Start Text extract
Monday, March 27, 2017

Blood At The Root

Blood At The Root

YA/Adult nonfiction
"There were long periods when Forsyth's prohibition went
untested, and largely unnoticed, at least by white Georgians. For
African Americans, the county's reputation was so well established
that it was rare for anyone to make the mistake of straying over the
line. Once in awhile, a black from Atlanta or Chattanooga would take
the risk of speeding through, and simply pray he didn't run out of gas
or get a flat tire. But more often than not, black Georgians went out
of their way to avoid Forsythe, even if it meant hours of extra
driving, or switching assignments with a coworker, or simply refusing
to go into the cracker county they'd been warned about since they were
If I'd read the above paragraph out of context, I might have
thought it was from a fiction book, maybe penned by Stephen King or a
Southern genre mate. The truth is even more creepy than King and all
his fellow horror writers come up with because it is real life.
Patrick Phillips' Blood At The Root: A Racial Cleansing In America
concerns a little known chapter of Georgia's history.
The narrative begins in 1912. Are you seeing a pattern from our
reading here? The Texas Rangers slaughtered Tejanos (Shame The
Stars) often just for being of Mexican origin. Nativists and
eugenicists attempted to limit citizenship to the right castes,
keeping less desirables from entering America or being born
(Im•Be•Ciles; Three Generations, No Imbeciles). I believe we can
hypothesize that the second decade of the twentieth century was not a
good time in the United States to be anything but wealthy WASP (White
Anglo Saxon Protestant).
On September 10, 1912 Forsythe County, Georgia was in a state of
racial tension. Days earlier a woman screamed, claiming to have been
"awakened by the presence of a negro man in her bed." When suspects
had been rounded up the militia had to be called in to get them (and a
black preacher who had been whipped nearly to death for alluding to
the victim as a "sorry white woman") out of the county and away from
the armed huge white mob that wanted to lynch them and burn their
bodies so they would be alive to stand trial. An incident in the
mountains had added fuel to the fire. Many white denizens believed
that their worst fears were coming to fruition. The blacks were
rising up to kill them (of course after violating their women) and
steal or destroy their property.
September 9 18-year-old Mae Crow did not arrive at her aunt's
house where she had agreed to meet her mother. Hours passed. Search
parties scoured the area. The next morning she was found brutally
beaten and unconscious. One suspect was coerced into confessing by
being threatened with a noose. Another was lynched by a blood thirsty
The chilling sights of a public whipping and a lynching and the
knowledge that increasing numbers of whites were armed and dangerous
had black people fleeing the rural county. Night riders, armed with
guns, kerosene, and dynamite targeted the homes and churches of blacks
to hasten their goal of a white only county. The terrorism
accelerated after Mae Crow's death from her injuries.
End Text extract
Exercise task 1:
Render the records from the line containing "black and white" through the end of the records as a Markdown table with the columns "Row" and "Line". Give each line a row number and leave out blank lines.
The book review above has no connection to the records that follow it.
Start Excerpted data
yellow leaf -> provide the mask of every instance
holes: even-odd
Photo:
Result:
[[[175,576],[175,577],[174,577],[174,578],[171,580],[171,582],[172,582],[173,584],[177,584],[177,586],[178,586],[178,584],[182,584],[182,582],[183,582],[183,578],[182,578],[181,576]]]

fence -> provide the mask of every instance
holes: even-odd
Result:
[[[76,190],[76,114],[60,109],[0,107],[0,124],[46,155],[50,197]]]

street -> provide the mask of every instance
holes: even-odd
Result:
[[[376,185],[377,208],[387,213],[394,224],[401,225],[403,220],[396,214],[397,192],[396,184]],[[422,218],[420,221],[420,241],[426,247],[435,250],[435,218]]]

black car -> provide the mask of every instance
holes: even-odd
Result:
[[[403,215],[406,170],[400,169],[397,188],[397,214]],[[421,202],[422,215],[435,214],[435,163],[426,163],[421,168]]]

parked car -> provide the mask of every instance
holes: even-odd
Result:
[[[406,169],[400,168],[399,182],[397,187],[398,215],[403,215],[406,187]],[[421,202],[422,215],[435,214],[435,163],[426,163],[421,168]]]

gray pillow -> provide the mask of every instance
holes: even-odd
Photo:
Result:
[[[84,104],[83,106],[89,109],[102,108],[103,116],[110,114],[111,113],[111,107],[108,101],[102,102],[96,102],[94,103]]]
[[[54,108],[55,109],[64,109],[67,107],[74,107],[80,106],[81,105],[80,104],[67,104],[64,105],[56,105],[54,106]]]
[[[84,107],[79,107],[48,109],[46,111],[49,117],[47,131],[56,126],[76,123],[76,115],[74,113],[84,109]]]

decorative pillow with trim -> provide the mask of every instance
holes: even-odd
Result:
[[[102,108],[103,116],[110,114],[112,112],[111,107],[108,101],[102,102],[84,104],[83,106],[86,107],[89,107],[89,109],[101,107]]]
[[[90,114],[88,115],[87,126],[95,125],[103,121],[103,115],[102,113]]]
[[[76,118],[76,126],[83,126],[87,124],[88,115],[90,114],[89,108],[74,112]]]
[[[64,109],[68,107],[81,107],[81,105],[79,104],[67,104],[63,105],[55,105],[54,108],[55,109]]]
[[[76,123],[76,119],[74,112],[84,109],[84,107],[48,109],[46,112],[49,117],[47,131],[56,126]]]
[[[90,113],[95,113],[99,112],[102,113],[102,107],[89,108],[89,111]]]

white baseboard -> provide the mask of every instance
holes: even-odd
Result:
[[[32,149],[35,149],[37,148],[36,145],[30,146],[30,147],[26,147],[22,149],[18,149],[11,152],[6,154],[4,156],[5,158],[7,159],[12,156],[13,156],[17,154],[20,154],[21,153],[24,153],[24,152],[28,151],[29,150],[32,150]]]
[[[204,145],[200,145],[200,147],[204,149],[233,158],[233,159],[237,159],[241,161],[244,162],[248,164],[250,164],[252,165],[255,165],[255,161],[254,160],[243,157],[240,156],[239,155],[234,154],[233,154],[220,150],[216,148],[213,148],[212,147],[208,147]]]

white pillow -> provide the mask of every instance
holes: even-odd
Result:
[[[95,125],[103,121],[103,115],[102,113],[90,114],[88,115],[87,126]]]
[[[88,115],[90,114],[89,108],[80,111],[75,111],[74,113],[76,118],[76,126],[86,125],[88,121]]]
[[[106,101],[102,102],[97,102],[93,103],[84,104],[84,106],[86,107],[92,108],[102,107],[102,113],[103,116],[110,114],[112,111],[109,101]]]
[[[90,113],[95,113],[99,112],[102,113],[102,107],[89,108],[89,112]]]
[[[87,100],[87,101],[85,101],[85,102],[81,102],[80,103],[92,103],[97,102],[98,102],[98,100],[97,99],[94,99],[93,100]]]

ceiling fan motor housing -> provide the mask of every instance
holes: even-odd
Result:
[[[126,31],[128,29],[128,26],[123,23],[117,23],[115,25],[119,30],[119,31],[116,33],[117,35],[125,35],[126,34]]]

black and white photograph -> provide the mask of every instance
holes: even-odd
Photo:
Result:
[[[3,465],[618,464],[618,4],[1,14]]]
End Excerpted data
Exercise task 2:
Reproduce the stretch of the book review from "Patrick Phillips' Blood" through "Anglo Saxon Protestant)." word for word.

Expected answer 1:
| Row | Line |
|---|---|
| 1 | black and white photograph -> provide the mask of every instance |
| 2 | holes: even-odd |
| 3 | Photo: |
| 4 | Result: |
| 5 | [[[3,465],[618,464],[618,4],[1,14]]] |

Expected answer 2:
Patrick Phillips' Blood At The Root: A Racial Cleansing In America
concerns a little known chapter of Georgia's history.
The narrative begins in 1912. Are you seeing a pattern from our
reading here? The Texas Rangers slaughtered Tejanos (Shame The
Stars) often just for being of Mexican origin. Nativists and
eugenicists attempted to limit citizenship to the right castes,
keeping less desirables from entering America or being born
(Im•Be•Ciles; Three Generations, No Imbeciles). I believe we can
hypothesize that the second decade of the twentieth century was not a
good time in the United States to be anything but wealthy WASP (White
Anglo Saxon Protestant).